_Passage given:_
To interact with the SVG, we need to map this format to our underlying XML structure. For this, we also must focus on parsers to ensure that every editing step will be also reflected in both formats. Although Vervio supports a variety of XML structures, concentrating on implementing parsers only for MEI will be sufficient, since Verovio internally converts every supported format, which will reduce development effort (Figure 2).

FIG. 2: Procedures and dependencies of Verovio. The library takes various data formats as input, which then can be transformed into several, interactable representation in the score editor.

Although Verovio employs a suitable renderer for MEI, it does not have a graphical user interface. This functionality must be programmed so that users (content creators and learners) can enter and edit notes graphically using a mouse, stylus, visual keyboard, and other buttons. In particular, the following musical parameters must be editable in this way:

  • pitch, tone position, and tone duration
  • keys and accidentals
  • time signatures, bar lines, mensuration signs, and formal progress signs
  • staves, clefs, polyphonic representation, and chords
  • articulation signs and dynamic indications
  • lyrics and free text
  • sound source and sound selection
  • various chord designation procedures and annotations
  • metadata (comments, annotations, etc.)

To achieve interoperability with current LMSs, H5P [see Joubel (2013)] will be used as a plug-in architecture (Figure 3). H5P is supported by most of the existing LMS platforms. Not only does it already provide multiple applications for interactive content, but it also enables one to extend these applications for given needs. The applications are usable out of the box and do not require any programming skills.

_Description of the task:_ According to the text on the score editor, what will serve as the plug-in architecture for interoperability with current LMSs? The records have nothing to do with the text on the score editor.

_Information given:_
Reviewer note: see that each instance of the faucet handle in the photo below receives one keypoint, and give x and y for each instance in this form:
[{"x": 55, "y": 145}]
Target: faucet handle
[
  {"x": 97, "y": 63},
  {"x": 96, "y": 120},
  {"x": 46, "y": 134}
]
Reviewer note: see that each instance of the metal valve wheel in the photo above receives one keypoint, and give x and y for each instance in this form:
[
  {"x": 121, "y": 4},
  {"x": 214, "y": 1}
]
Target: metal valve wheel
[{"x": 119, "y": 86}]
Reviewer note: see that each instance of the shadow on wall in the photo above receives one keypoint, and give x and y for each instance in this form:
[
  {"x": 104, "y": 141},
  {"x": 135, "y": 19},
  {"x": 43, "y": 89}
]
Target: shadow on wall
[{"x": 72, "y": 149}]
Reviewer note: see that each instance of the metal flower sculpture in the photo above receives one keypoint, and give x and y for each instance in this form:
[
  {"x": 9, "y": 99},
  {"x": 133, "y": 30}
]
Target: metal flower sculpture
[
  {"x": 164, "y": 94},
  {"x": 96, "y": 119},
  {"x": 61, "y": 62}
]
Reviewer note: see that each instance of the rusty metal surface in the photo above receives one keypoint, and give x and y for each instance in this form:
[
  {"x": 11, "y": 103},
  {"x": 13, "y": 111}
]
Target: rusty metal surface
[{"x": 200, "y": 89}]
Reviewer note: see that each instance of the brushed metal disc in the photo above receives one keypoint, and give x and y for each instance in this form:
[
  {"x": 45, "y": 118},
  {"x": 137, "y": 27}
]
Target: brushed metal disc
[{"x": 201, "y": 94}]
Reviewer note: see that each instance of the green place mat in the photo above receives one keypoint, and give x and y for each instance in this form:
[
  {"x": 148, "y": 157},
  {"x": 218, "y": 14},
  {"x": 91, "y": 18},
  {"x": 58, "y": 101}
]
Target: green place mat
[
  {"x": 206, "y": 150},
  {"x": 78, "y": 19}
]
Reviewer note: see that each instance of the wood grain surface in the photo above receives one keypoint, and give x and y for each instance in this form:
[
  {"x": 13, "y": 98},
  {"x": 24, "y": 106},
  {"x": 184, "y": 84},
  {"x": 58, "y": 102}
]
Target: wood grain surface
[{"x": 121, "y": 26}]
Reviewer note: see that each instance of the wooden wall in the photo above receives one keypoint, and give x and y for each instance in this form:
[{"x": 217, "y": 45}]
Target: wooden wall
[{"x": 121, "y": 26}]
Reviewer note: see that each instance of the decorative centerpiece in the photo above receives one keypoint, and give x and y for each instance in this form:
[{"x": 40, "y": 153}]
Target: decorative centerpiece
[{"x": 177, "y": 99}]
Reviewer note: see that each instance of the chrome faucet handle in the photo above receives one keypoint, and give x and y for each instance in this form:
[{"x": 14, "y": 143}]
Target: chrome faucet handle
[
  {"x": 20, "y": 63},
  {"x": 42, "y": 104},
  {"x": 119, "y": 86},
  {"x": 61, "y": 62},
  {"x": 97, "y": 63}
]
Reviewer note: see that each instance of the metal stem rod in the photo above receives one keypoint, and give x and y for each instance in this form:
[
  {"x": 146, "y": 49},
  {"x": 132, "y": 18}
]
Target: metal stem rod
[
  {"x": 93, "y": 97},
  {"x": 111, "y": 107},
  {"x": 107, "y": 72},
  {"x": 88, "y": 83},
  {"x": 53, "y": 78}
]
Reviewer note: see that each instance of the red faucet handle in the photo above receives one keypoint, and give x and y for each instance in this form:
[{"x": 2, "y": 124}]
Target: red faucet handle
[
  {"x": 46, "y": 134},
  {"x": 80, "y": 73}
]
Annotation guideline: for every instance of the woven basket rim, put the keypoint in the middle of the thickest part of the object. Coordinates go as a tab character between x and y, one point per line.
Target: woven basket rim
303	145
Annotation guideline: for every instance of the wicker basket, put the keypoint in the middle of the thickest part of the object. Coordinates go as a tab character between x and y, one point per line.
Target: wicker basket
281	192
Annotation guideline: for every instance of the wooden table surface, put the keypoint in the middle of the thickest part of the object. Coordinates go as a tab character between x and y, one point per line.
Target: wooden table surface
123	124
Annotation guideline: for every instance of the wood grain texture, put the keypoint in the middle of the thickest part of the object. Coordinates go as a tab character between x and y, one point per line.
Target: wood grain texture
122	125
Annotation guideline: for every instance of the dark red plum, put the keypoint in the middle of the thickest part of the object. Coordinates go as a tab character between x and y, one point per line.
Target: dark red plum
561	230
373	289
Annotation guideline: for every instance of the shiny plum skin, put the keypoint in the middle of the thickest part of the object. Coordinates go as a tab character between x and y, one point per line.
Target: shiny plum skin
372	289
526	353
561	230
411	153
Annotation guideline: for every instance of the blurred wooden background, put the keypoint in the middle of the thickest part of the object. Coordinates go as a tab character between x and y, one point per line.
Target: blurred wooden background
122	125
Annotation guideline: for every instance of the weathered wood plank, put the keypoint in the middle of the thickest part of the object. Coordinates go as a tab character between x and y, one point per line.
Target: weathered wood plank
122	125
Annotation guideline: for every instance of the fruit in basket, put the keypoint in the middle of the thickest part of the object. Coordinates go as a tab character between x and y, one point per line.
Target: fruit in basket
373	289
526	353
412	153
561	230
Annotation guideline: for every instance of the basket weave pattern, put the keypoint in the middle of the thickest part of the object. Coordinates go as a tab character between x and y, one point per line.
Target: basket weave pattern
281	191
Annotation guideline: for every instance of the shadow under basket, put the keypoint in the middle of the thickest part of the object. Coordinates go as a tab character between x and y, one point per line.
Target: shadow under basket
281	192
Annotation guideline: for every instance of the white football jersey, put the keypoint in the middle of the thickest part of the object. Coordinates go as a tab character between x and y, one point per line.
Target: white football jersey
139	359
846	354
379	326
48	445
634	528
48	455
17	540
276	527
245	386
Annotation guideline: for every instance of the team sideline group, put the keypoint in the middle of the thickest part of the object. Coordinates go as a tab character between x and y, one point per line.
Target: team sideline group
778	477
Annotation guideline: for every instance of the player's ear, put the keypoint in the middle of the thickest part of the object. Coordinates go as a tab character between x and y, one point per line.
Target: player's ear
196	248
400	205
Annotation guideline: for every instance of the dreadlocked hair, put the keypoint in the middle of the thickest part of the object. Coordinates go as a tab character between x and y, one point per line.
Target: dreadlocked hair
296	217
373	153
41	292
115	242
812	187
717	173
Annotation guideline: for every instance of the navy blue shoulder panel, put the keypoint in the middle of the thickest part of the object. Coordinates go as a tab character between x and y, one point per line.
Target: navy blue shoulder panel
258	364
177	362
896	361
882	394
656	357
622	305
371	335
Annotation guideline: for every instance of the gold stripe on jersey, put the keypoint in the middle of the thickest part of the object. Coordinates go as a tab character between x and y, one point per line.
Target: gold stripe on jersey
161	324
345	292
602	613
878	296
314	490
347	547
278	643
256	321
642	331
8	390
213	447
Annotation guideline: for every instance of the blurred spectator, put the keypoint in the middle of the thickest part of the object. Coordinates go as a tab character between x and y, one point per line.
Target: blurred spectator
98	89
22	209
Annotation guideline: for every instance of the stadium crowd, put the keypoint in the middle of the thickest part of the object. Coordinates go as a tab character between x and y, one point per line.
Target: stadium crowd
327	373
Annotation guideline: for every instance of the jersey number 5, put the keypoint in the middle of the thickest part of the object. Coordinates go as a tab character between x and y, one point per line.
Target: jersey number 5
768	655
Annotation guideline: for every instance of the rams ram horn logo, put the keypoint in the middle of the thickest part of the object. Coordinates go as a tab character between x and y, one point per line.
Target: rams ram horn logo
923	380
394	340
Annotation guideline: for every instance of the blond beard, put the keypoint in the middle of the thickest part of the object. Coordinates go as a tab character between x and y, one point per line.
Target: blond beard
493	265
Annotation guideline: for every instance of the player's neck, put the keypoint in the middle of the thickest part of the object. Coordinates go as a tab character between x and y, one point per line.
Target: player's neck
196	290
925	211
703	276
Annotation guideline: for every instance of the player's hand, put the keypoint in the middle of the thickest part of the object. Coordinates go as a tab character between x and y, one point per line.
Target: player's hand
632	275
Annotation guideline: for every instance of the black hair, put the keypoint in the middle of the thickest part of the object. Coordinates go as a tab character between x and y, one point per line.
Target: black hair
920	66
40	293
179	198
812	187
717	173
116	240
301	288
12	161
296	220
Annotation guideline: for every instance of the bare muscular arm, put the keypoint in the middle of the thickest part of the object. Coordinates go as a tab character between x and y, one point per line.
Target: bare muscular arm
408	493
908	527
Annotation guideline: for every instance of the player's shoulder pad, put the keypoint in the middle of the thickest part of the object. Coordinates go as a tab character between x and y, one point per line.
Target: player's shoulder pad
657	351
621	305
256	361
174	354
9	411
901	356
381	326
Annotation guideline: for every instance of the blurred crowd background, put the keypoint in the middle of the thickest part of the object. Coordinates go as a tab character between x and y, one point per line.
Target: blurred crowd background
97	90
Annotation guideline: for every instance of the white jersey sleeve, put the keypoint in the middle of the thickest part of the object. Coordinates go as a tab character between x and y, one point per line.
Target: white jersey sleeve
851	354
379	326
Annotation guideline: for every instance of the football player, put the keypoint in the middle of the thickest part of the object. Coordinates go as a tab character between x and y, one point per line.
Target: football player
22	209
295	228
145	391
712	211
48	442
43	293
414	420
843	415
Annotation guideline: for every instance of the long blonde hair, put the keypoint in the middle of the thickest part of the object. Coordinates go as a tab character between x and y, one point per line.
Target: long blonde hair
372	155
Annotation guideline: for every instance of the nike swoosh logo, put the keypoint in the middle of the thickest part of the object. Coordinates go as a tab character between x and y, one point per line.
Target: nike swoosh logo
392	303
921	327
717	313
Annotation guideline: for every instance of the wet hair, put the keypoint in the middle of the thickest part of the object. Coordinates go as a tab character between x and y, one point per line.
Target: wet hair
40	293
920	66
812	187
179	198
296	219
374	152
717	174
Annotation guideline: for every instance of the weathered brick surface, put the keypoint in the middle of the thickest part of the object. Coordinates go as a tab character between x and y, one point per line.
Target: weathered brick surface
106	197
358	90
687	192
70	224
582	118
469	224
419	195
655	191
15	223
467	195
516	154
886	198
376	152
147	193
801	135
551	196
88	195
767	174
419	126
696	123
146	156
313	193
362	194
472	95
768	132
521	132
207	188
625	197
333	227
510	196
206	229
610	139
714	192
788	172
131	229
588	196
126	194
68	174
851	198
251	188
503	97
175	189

_Response:_ H5P